[Extracted material]

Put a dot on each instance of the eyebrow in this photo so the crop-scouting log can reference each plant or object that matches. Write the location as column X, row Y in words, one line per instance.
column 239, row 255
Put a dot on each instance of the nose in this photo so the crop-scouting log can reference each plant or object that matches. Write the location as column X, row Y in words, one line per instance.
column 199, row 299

[/Extracted material]
[Extracted material]

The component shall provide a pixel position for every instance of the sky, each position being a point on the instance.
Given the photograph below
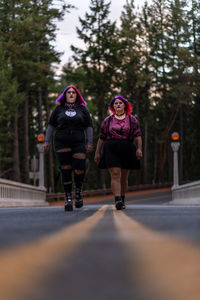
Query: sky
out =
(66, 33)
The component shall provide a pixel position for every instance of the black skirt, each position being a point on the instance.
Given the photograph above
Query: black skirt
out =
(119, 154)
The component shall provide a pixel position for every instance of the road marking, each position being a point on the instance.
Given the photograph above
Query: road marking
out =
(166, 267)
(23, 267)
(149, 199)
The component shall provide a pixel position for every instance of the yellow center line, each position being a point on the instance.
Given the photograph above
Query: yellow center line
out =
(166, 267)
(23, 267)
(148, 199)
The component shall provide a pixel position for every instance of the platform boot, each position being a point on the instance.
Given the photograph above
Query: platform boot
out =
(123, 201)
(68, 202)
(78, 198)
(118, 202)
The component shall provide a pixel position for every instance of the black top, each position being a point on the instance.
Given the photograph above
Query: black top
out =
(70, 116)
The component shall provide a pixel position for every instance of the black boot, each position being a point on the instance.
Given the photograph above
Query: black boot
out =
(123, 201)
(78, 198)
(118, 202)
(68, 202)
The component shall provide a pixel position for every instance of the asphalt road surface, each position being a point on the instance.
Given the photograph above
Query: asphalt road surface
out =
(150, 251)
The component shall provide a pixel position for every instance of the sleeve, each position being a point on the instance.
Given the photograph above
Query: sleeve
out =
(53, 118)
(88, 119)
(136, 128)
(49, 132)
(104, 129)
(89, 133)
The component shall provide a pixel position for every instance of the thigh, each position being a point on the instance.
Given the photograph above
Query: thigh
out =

[/Extracted material]

**Task brief:** Retype the entries above exactly, but only from the line containing "black boot, each" through the line containing "of the asphalt", both included.

**Exercise result:**
The component shall provide a pixel position for every instance of the black boot, each position being a point on the instance.
Given the photograph above
Query: black boot
out =
(123, 201)
(78, 198)
(118, 202)
(68, 202)
The component shall provide a pixel position for every instance of the asphalt road surface, each position being a point on the instance.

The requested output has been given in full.